• **Set exercise**:
Turn every line of the records below into a Markdown table with the columns Row and Text. Number each row, skip blank lines, and leave the pictures out.
++++ Dataset records ++++
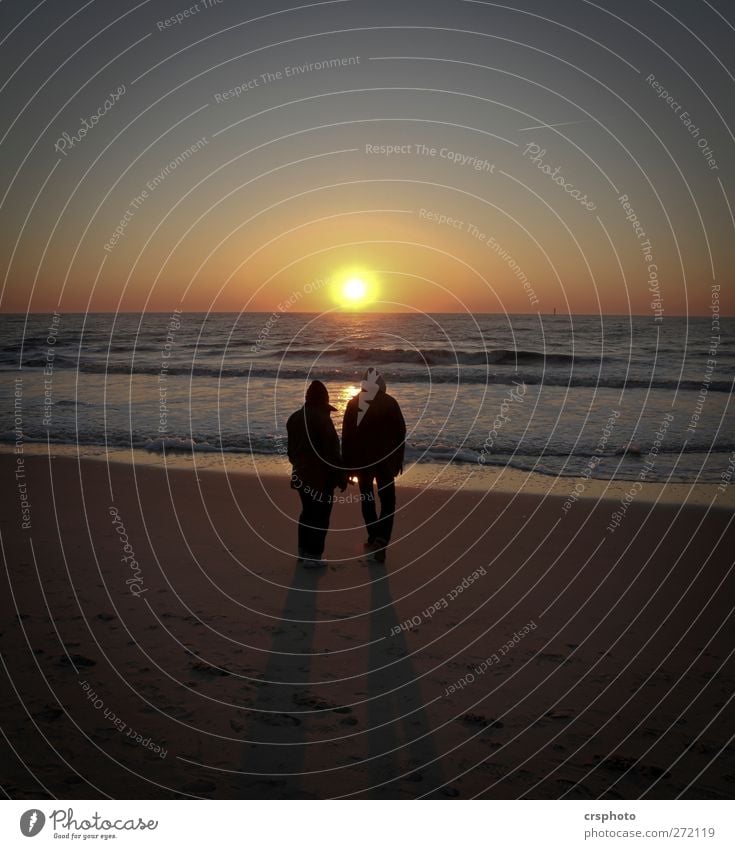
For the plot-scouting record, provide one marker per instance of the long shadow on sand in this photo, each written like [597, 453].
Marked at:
[400, 746]
[276, 729]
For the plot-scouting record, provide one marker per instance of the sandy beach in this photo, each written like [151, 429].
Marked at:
[161, 642]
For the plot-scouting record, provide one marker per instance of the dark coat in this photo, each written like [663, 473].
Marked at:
[313, 448]
[379, 441]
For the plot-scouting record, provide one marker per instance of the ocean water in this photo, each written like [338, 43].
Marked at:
[560, 395]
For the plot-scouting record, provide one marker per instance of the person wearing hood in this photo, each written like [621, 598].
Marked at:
[313, 450]
[373, 445]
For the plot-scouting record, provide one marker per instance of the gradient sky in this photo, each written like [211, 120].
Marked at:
[283, 191]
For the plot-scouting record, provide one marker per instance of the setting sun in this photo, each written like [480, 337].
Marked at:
[354, 288]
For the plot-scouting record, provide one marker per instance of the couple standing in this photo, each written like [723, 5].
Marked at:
[373, 443]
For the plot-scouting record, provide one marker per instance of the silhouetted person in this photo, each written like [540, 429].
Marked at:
[373, 444]
[313, 449]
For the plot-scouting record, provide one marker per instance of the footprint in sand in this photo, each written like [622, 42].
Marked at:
[278, 719]
[309, 701]
[207, 669]
[479, 719]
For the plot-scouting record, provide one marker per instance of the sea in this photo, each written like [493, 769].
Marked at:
[608, 397]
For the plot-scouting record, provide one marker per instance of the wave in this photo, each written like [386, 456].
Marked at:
[469, 374]
[433, 356]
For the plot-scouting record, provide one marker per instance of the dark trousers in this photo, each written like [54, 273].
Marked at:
[378, 527]
[316, 508]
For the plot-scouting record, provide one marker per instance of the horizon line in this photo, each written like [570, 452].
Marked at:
[363, 312]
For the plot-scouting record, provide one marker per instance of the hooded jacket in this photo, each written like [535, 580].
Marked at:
[313, 447]
[373, 429]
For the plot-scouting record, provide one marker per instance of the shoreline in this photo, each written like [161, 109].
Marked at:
[502, 651]
[467, 477]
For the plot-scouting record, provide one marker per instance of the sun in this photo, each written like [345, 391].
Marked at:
[354, 288]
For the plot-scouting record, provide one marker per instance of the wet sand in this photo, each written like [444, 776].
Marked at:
[506, 649]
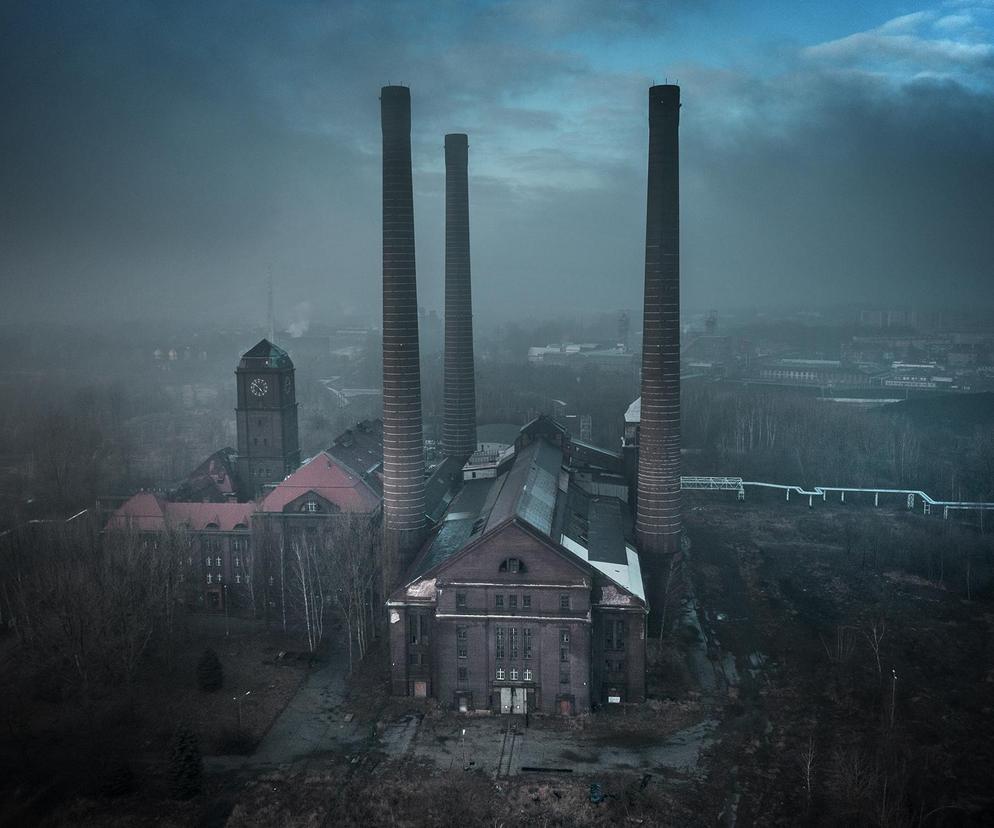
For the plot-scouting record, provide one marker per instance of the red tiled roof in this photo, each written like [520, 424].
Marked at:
[148, 512]
[143, 511]
[328, 479]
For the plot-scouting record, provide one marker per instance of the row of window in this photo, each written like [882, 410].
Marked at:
[510, 601]
[614, 636]
[508, 641]
[513, 674]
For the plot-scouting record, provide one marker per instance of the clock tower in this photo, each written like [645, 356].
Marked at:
[268, 446]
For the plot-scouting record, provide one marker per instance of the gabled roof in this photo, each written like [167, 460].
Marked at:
[213, 480]
[144, 511]
[327, 478]
[536, 496]
[265, 355]
[148, 512]
[360, 449]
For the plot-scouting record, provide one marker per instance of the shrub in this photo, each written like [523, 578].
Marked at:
[186, 770]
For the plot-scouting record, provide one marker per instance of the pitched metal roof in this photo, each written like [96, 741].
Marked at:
[265, 354]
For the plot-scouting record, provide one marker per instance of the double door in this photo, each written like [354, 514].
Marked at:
[513, 700]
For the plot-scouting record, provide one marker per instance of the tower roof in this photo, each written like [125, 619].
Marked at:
[266, 355]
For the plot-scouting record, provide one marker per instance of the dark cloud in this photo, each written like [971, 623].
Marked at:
[159, 157]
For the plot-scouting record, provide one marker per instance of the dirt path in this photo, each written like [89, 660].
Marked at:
[314, 722]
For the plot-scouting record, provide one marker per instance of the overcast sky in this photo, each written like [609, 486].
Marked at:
[157, 157]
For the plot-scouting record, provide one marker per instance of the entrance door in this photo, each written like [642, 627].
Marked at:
[505, 699]
[520, 700]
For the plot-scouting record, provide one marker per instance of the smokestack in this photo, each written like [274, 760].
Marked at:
[459, 423]
[403, 447]
[657, 521]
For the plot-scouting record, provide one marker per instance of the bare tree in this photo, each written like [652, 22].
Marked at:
[90, 606]
[309, 574]
[807, 768]
[840, 650]
[353, 547]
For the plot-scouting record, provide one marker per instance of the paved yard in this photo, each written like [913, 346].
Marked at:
[501, 747]
[312, 723]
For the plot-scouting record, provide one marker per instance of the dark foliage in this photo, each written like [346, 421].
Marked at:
[210, 673]
[116, 778]
[186, 771]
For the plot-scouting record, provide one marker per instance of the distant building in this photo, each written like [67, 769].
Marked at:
[266, 415]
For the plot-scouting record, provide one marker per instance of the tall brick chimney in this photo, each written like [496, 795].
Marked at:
[459, 422]
[657, 522]
[403, 446]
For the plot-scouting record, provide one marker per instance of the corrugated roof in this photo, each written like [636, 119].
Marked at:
[457, 528]
[329, 479]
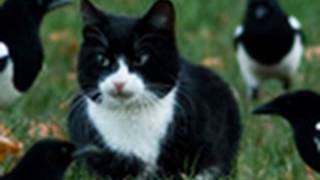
++++
• **Task response**:
| Row | Text |
|---|---|
| 1 | For the plot-scouting record, provide one marker per instance of the long shadow on sand in this photo, each written like [597, 453]. |
| 2 | Marked at: |
| 3 | [400, 746] |
| 4 | [276, 729] |
| 5 | For the plot-scouting record, provide one marker per instance of the sandy beach in this photo, each written like [151, 429]. |
| 6 | Marked at: |
| 7 | [161, 642] |
| 8 | For the plot-scouting record, provide one marker per instance of the dark coat in this photo, each written like [663, 473]. |
| 9 | Marked at: |
| 10 | [313, 448] |
| 11 | [379, 441] |
| 12 | For the plot-scouting record, provide one marker per instance of the ocean water in this photo, each written like [338, 43]. |
| 13 | Marked at: |
| 14 | [560, 395] |
| 15 | For the plot-scouting record, provide one marker per instance of the person wearing hood in this photo, each written like [621, 598]. |
| 16 | Marked at: |
| 17 | [313, 450] |
| 18 | [373, 445] |
| 19 | For the plot-scouting record, provide one marker per instance of the gradient sky in this photo, each written like [211, 120]. |
| 20 | Marked at: |
| 21 | [283, 191] |
| 22 | For the plot-scouting record, provide one marker per instance of the setting sun in this photo, each written like [480, 337]. |
| 23 | Marked at: |
| 24 | [354, 288] |
| 25 | For the plot-scouting record, provide one marker per instance of the couple standing in this photo, each written like [723, 5]. |
| 26 | Marked at: |
| 27 | [373, 443] |
| 28 | For the plot-scouting record, provide one marker per instance of the silhouetted person in this photo, each written like [540, 429]. |
| 29 | Marked at: |
| 30 | [373, 444] |
| 31 | [313, 449] |
| 32 | For the plot-scouting record, provide one marker per instance of the footprint in sand in this photo, each written like [622, 42]. |
| 33 | Marked at: |
| 34 | [278, 719] |
| 35 | [309, 701] |
| 36 | [207, 669] |
| 37 | [479, 719] |
| 38 | For the plot-scouting record, provide one marker per instance of the sea in this photo, each written like [493, 769]. |
| 39 | Marked at: |
| 40 | [608, 397] |
| 41 | For the plot-scouting record, provide one marker per instance of the wave in this photo, each written like [386, 456]. |
| 42 | Marked at: |
| 43 | [469, 374] |
| 44 | [433, 356] |
| 45 | For the plot-scouting record, provide one marker per instance of the dark trousers in this photo, each written like [54, 273]. |
| 46 | Marked at: |
| 47 | [378, 527] |
| 48 | [316, 508] |
| 49 | For the plot-scouting record, provide one marker per instance of the horizon line in this photo, each written like [570, 452]. |
| 50 | Marked at: |
| 51 | [363, 312] |
| 52 | For the plot-scouting record, provide one marker per instance of the hooded jacket in this photo, each written like [535, 580]. |
| 53 | Marked at: |
| 54 | [313, 447] |
| 55 | [373, 429] |
| 56 | For the plot-scouting record, provide one marker per instance of the shoreline in this photo, each written like [161, 109]. |
| 57 | Marked at: |
| 58 | [502, 651] |
| 59 | [467, 477] |
| 60 | For the plot-scouting record, provide one marker per instance of the sun in this photo, each written like [345, 391]. |
| 61 | Marked at: |
| 62 | [354, 288] |
| 63 | For the plot-scouting record, provide one marker per instance of the wet sand in this photo, each written like [444, 776]. |
| 64 | Marked at: |
| 65 | [506, 649] |
| 66 | For the plot-scouting record, provide one marker per instance of the red tiled roof in this photo, each written like [520, 424]. |
| 67 | Marked at: |
| 68 | [148, 512] |
| 69 | [143, 511] |
| 70 | [328, 479] |
| 71 | For the plot-scouting record, provide one marker per instance of the row of window in this photo, each written like [882, 410]. |
| 72 | Marked at: |
| 73 | [510, 601] |
| 74 | [614, 636] |
| 75 | [508, 641] |
| 76 | [513, 674] |
| 77 | For the plot-scouting record, provide one marker per instance of the clock tower in this photo, each written like [645, 356]. |
| 78 | Marked at: |
| 79 | [268, 446] |
| 80 | For the plot-scouting record, provide one marker per instance of the gabled roof in this photo, each written like [167, 460]. |
| 81 | Marked at: |
| 82 | [213, 480] |
| 83 | [144, 511] |
| 84 | [327, 478] |
| 85 | [536, 496] |
| 86 | [265, 355] |
| 87 | [148, 512] |
| 88 | [360, 449] |
| 89 | For the plot-scouting record, provide one marker per instance of the shrub in this photo, each written like [523, 578]. |
| 90 | Marked at: |
| 91 | [186, 770] |
| 92 | For the plot-scouting record, provide one marker per instance of the pitched metal roof in this photo, each written like [96, 741]. |
| 93 | Marked at: |
| 94 | [265, 354] |
| 95 | For the plot-scouting record, provide one marker per instance of the double door in this photo, each written like [354, 514]. |
| 96 | Marked at: |
| 97 | [513, 700] |
| 98 | For the plot-scouting record, provide one marker per instance of the tower roof in this photo, each written like [125, 619]. |
| 99 | Marked at: |
| 100 | [266, 355] |
| 101 | For the plot-scouting record, provide one marker per instance of the dark cloud in this photo, each written like [971, 623]. |
| 102 | Marked at: |
| 103 | [159, 157] |
| 104 | For the plot-scouting record, provide one marker per instance of the dirt path in this photo, each written like [89, 660]. |
| 105 | Marked at: |
| 106 | [314, 722] |
| 107 | For the plot-scouting record, provide one marker per instance of the overcast sky in this photo, each written like [609, 486]. |
| 108 | Marked at: |
| 109 | [157, 157] |
| 110 | For the plot-scouting record, provide one marker per instance of the entrance door in this photo, each written like [642, 627]. |
| 111 | Marked at: |
| 112 | [505, 699] |
| 113 | [520, 700] |
| 114 | For the plot-scouting record, provide one marker per instance of the smokestack in this photo, each written like [274, 760]. |
| 115 | Marked at: |
| 116 | [459, 423] |
| 117 | [403, 447] |
| 118 | [657, 521] |
| 119 | For the plot-scouting record, provide one marker per instance of the bare tree in this photo, each written like [652, 22]. |
| 120 | Marked at: |
| 121 | [90, 606] |
| 122 | [309, 574] |
| 123 | [807, 768] |
| 124 | [840, 650] |
| 125 | [353, 547] |
| 126 | For the plot-scouting record, provide one marker per instance of the paved yard in this photo, each written like [913, 346]. |
| 127 | Marked at: |
| 128 | [501, 747] |
| 129 | [312, 723] |
| 130 | For the plot-scouting record, provide one marker per instance of the dark foliage in this photo, each written like [346, 421]. |
| 131 | Marked at: |
| 132 | [210, 673] |
| 133 | [116, 778] |
| 134 | [186, 771] |
| 135 | For the plot-scouting record, provide one marker per instance of the distant building in this photo, each written like [67, 769]. |
| 136 | Marked at: |
| 137 | [266, 415] |
| 138 | For the plot-scouting record, provide one marker per instance of the tall brick chimney in this photo, each written like [496, 795]. |
| 139 | Marked at: |
| 140 | [459, 422] |
| 141 | [657, 522] |
| 142 | [403, 446] |
| 143 | For the plot-scouting record, provide one marker per instance of the corrugated roof in this photo, each written like [636, 119]. |
| 144 | Marked at: |
| 145 | [457, 528] |
| 146 | [329, 479] |